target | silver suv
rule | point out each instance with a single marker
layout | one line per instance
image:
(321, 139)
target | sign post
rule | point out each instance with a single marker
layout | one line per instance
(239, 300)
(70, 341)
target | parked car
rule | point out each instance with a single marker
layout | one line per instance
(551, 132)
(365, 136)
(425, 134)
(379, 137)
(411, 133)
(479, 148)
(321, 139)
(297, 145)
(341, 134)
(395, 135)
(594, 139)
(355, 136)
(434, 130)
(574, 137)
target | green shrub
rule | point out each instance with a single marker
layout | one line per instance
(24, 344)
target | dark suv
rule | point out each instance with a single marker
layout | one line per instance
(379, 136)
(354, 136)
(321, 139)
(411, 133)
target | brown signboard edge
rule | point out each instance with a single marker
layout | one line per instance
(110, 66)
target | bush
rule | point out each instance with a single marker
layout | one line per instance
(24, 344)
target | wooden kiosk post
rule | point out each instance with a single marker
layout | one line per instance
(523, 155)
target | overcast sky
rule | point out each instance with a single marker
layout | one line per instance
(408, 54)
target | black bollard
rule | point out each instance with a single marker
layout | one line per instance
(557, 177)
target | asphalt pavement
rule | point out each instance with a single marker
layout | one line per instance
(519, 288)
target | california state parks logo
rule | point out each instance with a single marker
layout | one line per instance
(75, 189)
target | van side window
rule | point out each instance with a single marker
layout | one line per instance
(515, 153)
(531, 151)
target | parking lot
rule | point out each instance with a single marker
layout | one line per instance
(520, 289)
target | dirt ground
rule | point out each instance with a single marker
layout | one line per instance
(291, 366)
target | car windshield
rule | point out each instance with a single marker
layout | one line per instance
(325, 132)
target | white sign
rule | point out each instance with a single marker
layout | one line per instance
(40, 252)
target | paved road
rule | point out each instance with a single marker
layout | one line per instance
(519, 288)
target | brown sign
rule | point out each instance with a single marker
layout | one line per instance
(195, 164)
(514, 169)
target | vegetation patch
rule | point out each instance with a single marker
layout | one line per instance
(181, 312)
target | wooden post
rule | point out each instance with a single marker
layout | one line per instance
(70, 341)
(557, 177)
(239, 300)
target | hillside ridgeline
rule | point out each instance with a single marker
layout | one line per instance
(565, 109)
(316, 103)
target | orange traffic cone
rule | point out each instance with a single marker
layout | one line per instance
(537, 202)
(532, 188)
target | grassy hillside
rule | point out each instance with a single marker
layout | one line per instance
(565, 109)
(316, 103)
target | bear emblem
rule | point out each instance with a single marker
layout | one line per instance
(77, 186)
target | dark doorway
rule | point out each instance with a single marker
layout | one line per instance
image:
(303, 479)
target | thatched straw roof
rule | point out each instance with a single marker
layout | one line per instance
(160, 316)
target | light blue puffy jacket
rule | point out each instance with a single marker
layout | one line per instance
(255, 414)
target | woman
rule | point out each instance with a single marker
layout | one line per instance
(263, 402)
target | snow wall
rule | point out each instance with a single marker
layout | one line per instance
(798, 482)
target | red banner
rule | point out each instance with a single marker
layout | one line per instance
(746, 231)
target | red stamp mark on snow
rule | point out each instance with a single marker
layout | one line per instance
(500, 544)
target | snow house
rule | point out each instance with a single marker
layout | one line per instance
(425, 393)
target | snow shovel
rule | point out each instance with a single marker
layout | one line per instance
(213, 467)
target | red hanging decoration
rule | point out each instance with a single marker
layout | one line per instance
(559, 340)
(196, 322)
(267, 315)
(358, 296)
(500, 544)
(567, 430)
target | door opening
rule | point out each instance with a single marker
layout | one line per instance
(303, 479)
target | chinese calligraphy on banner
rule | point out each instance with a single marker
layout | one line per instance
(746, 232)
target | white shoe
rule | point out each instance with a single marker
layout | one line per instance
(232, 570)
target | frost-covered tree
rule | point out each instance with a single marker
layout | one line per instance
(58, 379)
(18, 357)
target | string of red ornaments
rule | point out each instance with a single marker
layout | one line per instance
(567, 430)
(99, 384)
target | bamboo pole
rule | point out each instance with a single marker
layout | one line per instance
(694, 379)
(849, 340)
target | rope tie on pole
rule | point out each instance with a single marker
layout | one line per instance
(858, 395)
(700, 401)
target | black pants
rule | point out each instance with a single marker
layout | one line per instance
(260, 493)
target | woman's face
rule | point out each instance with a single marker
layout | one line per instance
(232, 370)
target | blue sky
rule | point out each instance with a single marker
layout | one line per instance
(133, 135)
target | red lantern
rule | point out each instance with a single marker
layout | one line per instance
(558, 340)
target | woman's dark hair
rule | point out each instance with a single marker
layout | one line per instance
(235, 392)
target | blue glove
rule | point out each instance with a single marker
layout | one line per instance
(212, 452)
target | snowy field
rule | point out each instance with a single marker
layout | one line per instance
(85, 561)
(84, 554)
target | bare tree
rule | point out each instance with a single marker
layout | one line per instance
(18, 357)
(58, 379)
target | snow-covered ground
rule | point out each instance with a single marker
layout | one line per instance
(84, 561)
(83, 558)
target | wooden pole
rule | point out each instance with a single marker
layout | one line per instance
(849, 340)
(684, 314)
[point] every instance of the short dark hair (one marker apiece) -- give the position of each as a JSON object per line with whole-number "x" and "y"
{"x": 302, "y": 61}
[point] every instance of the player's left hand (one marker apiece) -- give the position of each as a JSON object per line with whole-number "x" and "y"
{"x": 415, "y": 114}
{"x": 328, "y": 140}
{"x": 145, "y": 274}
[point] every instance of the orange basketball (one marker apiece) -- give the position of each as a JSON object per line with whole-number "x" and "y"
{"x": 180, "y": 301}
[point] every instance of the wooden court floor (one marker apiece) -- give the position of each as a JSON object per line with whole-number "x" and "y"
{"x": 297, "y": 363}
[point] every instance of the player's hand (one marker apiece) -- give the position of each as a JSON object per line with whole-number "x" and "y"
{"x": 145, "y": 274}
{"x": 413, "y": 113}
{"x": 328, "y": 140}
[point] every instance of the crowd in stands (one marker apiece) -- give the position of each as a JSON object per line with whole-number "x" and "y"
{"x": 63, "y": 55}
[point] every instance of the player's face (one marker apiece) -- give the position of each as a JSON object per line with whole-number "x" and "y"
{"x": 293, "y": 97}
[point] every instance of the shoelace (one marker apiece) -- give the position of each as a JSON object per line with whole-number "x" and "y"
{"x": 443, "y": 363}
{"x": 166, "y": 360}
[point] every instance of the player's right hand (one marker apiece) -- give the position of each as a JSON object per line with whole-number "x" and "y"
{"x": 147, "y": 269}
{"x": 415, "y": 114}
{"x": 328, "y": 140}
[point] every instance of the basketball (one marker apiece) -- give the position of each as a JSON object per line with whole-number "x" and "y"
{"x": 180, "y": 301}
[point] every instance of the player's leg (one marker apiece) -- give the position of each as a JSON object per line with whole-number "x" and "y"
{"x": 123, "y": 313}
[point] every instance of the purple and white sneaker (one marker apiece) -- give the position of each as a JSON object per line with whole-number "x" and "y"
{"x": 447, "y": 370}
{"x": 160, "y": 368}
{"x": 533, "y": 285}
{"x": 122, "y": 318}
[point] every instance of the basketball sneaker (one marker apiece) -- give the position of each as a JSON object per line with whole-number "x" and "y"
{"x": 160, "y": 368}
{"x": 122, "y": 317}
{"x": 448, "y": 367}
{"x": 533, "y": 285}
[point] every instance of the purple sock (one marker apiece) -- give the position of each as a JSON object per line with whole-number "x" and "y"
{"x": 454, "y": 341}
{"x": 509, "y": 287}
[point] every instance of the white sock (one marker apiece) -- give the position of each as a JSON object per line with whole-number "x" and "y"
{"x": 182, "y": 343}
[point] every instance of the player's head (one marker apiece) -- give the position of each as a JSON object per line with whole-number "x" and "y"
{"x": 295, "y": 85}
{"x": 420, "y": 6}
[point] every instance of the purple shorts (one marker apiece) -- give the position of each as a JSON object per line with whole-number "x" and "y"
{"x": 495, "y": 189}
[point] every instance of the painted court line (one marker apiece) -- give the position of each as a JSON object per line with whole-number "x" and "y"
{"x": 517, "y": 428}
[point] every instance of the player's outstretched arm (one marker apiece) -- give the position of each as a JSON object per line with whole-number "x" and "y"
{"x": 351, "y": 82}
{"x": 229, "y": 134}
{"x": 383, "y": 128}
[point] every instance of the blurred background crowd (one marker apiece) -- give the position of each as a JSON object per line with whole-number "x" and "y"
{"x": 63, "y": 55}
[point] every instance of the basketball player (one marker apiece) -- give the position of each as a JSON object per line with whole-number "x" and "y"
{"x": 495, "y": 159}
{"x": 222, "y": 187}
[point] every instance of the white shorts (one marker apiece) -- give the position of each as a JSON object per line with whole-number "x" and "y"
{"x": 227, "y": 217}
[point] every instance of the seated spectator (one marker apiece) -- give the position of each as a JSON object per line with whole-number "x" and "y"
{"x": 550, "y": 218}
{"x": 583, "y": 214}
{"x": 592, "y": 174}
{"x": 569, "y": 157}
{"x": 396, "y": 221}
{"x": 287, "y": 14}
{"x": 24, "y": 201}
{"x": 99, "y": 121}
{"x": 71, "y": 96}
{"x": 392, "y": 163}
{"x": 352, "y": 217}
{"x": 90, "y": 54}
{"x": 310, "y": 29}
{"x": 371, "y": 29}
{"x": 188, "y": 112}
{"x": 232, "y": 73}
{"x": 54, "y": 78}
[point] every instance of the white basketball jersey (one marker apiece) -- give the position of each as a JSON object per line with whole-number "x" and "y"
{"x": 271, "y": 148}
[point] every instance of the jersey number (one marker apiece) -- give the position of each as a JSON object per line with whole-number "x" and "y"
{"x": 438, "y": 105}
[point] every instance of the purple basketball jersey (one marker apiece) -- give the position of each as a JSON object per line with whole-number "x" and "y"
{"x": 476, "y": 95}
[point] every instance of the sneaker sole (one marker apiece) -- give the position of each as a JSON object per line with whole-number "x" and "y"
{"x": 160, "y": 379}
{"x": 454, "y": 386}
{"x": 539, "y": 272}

**********

When the string "pole" occurs in a line of the material, that line belongs in the answer.

target | bamboo pole
target | rope tie on pole
target | wooden pole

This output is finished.